EXERCISE DIRECTIONS ▸ Carry on the passage about ocular prevalence in screen reading, picking up after its final sentence.

Below, we are concerned with how the conditions for ocular prevalence may play out in sustained reading from a screen. We tested two hypotheses:

  • Hypothesis (1): The left eye will tend to begin fixating earlier and stay fixating longer in the left visual field, and the right eye will be similarly prioritized in the right visual field, thereby facilitating the appropriate switching of ocular prevalence.

This hypothesis is based on our prediction of a division of labor between the two eyes. There are differences in the projection of each eye to the primary visual cortex, favoring contralateral projection from the eye nearest the hemifield (e.g., left eye and left visual field; Toosy et al., 2001; see Discussion, below). For eye-specific effects involving spatial attention, see, for instance, McCourt et al. (2001).

  • Hypothesis (2): A very similar pattern of binocular temporal asynchronies will be found even across the two very different orthographies of English and Chinese.

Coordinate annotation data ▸
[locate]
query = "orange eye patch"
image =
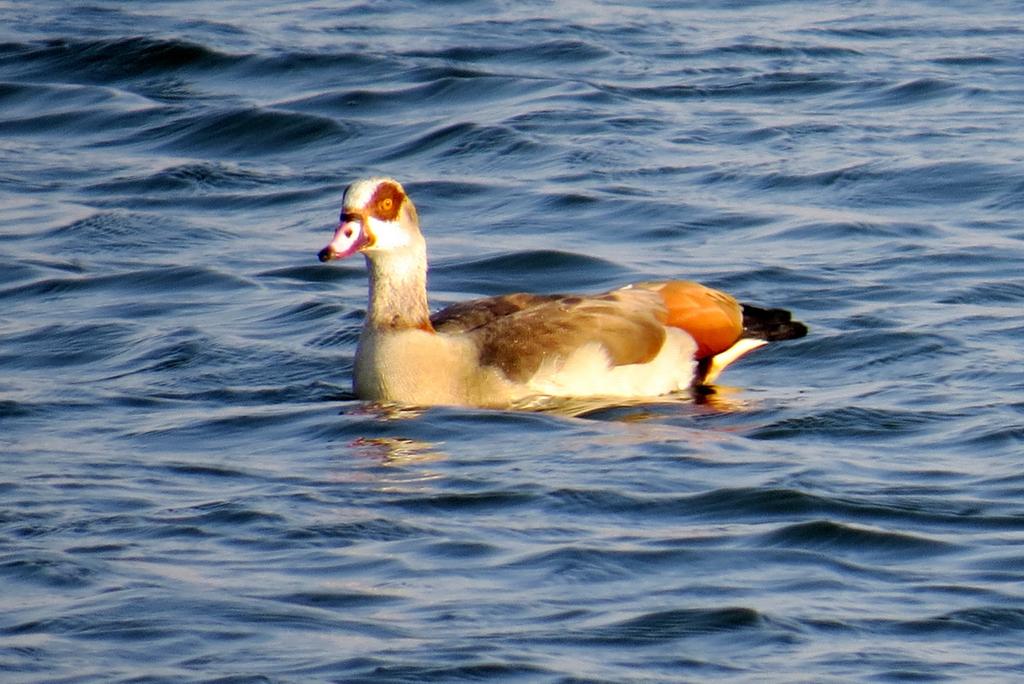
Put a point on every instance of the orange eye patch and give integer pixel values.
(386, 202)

* * *

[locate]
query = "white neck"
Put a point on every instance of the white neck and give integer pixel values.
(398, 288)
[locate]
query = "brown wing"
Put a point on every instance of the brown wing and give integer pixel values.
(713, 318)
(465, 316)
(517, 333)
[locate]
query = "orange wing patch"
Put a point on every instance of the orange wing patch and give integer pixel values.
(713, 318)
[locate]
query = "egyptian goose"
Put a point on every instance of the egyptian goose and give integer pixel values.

* * *

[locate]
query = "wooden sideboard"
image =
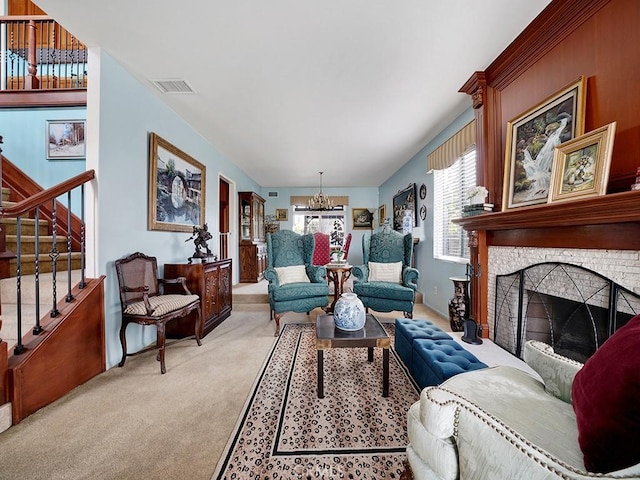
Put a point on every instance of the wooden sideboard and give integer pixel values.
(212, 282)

WRITTEN ANSWER ▸
This null hypothesis is based on our review, above, of some of the claims regarding similar and different reading behaviors in Chinese and English. If we find crosslinguistic dissimilarities in timing asynchronies, this will imply that higher cognitive processing, perhaps specific to reading, is involved. If we find very similar qualitative patterns, it will imply that peripheral, anatomically based processing underlies the timing asynchronies.

Method

Participants

We paid 36 Chinese and 38 English native speakers for their participation.Footnote 1 All tested and reported as having normal or corrected-to-normal vision. They were students at the University of Edinburgh. The Chinese participants all had English as a second language. The English participants had a variety of exposures to other languages. We do not explore the role of demographic variables below.

Apparatus

Participants sat in a room with diffused lighting, and watched a 22-in. Ilyama Vision Master Pro 514 display, at a distance of 75 cm. The screen resolution was 1,024 × 768 pixels. A chin rest and forehead support kept the head stable. The eye tracker was an SR Research EyeLink II head-mounted video-based tracker.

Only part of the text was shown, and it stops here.